BEGIN

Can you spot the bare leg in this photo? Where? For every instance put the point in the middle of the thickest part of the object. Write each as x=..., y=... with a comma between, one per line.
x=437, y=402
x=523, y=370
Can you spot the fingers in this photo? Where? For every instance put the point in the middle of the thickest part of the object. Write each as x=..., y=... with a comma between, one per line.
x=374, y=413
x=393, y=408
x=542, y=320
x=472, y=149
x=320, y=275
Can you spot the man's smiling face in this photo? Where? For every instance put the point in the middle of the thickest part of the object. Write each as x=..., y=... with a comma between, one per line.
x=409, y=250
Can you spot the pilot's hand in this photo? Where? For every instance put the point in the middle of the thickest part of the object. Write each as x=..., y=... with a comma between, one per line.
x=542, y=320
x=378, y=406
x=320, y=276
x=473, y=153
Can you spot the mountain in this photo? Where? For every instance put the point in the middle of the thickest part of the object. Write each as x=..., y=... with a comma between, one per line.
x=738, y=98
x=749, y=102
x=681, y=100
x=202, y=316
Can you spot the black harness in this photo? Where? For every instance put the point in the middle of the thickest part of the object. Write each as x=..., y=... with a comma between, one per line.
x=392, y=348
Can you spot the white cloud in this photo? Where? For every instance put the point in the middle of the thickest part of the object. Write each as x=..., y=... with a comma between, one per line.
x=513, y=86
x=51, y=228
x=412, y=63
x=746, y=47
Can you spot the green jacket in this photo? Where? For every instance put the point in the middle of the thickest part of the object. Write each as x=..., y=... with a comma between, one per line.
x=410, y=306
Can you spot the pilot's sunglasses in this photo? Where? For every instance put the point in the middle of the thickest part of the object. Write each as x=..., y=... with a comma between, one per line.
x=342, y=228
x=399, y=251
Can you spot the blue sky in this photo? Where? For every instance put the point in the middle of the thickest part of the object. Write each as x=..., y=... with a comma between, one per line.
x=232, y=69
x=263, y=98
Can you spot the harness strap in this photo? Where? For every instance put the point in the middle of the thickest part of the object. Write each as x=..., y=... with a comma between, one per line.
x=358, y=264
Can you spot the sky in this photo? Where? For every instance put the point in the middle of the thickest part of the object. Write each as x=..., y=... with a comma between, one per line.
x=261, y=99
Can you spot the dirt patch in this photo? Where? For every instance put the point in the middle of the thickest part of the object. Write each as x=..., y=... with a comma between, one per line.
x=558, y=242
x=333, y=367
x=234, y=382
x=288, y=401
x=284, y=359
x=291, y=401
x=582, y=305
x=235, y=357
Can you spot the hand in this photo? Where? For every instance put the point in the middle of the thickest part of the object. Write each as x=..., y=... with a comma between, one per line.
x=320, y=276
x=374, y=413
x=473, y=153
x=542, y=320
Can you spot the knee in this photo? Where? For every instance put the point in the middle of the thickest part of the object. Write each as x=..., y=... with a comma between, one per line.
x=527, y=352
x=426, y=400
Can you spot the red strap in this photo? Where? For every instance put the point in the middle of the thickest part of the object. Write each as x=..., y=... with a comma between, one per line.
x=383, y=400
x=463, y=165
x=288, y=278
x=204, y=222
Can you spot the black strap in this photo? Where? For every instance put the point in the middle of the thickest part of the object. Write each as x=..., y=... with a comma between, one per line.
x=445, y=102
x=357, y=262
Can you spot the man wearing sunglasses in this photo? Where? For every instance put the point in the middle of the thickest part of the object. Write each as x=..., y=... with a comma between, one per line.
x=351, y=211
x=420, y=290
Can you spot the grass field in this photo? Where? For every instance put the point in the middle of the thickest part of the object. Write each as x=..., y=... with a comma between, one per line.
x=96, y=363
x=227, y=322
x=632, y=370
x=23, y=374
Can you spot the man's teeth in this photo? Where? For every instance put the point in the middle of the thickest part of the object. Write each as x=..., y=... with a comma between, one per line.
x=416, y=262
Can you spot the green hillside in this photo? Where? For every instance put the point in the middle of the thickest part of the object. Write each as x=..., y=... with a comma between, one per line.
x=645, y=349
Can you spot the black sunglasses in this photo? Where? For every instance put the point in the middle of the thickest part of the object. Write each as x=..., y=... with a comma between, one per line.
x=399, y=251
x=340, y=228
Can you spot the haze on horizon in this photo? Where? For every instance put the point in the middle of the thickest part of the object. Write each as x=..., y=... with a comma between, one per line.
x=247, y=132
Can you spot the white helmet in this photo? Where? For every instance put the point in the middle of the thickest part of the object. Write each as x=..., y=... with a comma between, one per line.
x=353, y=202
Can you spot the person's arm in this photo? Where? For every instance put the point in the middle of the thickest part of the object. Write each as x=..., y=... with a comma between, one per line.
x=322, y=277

END

● **AIM**
Copy each line of the data exactly, leaving nothing out.

● **SOLUTION BELOW**
Can you spot the bare leg in this photo? Where? For every instance put the point in the middle of the thickest part of the object. Write each as x=..., y=... with a comma between, one per line.
x=437, y=402
x=523, y=370
Can you spot the fingers in this photo? Where? For every instance put the point in the middle of the thickest part of the object. Write each as x=..., y=... with a comma between, one per line.
x=374, y=413
x=393, y=408
x=542, y=320
x=472, y=149
x=320, y=275
Can you spot the man's smiling face in this photo? Where? For every instance put the point in the middle of the thickest part of the object. Write each as x=..., y=... with a comma between, one per line.
x=409, y=250
Can you spot the pilot's hand in this photo? Where? For every instance put the point in the middle of the thickest part of the object. Write each as x=..., y=... with a comma between, one per line.
x=542, y=320
x=378, y=406
x=320, y=276
x=473, y=153
Can you spot the mountain in this photo? Where? For every instance put the point in the middle of the thickest part of the object. Write each as x=..., y=... with a comma between, one per line.
x=738, y=98
x=749, y=102
x=681, y=100
x=202, y=316
Can you spot the black harness in this photo? Where? For every instance put the point in the middle of the thickest part of the object. Write each as x=..., y=... with a comma between, one per line.
x=392, y=348
Can you spot the white cloud in this photo? Where? For every instance put the point in the middle of the thickest part of the object. Write each as x=..., y=... with a comma between, one per line.
x=513, y=86
x=51, y=228
x=412, y=63
x=746, y=47
Can you spot the green jacket in this photo? Where? For every instance put the point in the middle of the thickest part of the object. Write each as x=..., y=... with a comma between, one per line.
x=410, y=306
Can you spot the pilot's sunglasses in this photo? Where? For every instance put the point in the middle of the thickest part of the object. Write each as x=..., y=... with a comma between, one per line.
x=342, y=228
x=399, y=251
Can you spot the blue sky in this photo? Where? For every instance put the point in the middle of the thickest part of the object. Write each as x=..., y=... with a comma between, one per line.
x=232, y=69
x=263, y=98
Can you spot the harness strap in this photo? Where? For every instance put the point in the middle of the thickest part of the object. Write each as x=..., y=... with a comma between, one per line.
x=358, y=264
Can you spot the sky in this photo? Where? For every instance put the point in the middle of the thickest part of the object. Write each as x=..., y=... with a comma between, one per line.
x=261, y=99
Can you spot the dirt patch in this photo? Where? For every instance put the point in the middle of the thickest part of the object. Write each as x=..., y=... with a comma between, one per line.
x=558, y=242
x=333, y=367
x=234, y=382
x=288, y=401
x=284, y=359
x=291, y=401
x=582, y=305
x=235, y=357
Can you spot the hand in this photo? Where? For every instance put the point in the middle of the thickest part of the object. Write each as x=..., y=... with a comma between, one per line.
x=320, y=276
x=374, y=413
x=473, y=153
x=542, y=320
Can you spot the knee in this photo? Where? For every instance put the point in the middle of the thickest part of the object. Write each as x=..., y=... with a comma between, one per line.
x=527, y=352
x=426, y=400
Can you spot the red strap in this photo? Where? For every instance put the point in the middle of the thickest part of the object. Write each as x=..., y=... with a comma between, one per line.
x=383, y=400
x=463, y=165
x=288, y=278
x=204, y=222
Can you spot the black strap in this photo? Where? For every instance put the point in the middle of the thickest part of the object. Write each as x=..., y=... with a comma between, one per line.
x=445, y=102
x=357, y=262
Can you spot the man wearing sunglasses in this photo? Where? For every instance put the point in the middle of the thickest part of the object. Write each as x=..., y=... with a comma between, one per line.
x=351, y=211
x=420, y=290
Can you spot the grass field in this photo? Where? For every instance put the point in the middle of the thickest part of the object. Write each as x=..., y=... with a comma between, one per line.
x=96, y=363
x=227, y=322
x=632, y=370
x=23, y=374
Can you spot the man's teeth in this photo? Where? For every instance put the point in the middle of the thickest part of the object. Write each as x=..., y=... with a comma between, one per line.
x=416, y=262
Can you spot the green hillside in this photo? Where? For every instance put the point in the middle of the thickest part of the object. Write each as x=..., y=... with a comma between, one per line.
x=645, y=349
Can you spot the black sunglasses in this photo? Where? For every instance put the point in the middle of the thickest part of the object. Write each as x=..., y=... with a comma between, one per line.
x=399, y=251
x=340, y=228
Can you spot the haze on horizon in this photo? Where? For every instance put the point in the middle of the thickest part of the object. Write each as x=..., y=... with a comma between, one per line.
x=247, y=132
Can you spot the white helmet in this photo? Where? For every instance put the point in the middle of the thickest part of the object. Write each as x=..., y=... with a comma between, one per line.
x=353, y=202
Can you spot the person's arm in this photo? Where? For every instance put the point in the middle of the thickest part of the object. Write each as x=..., y=... with a comma between, one per line.
x=322, y=277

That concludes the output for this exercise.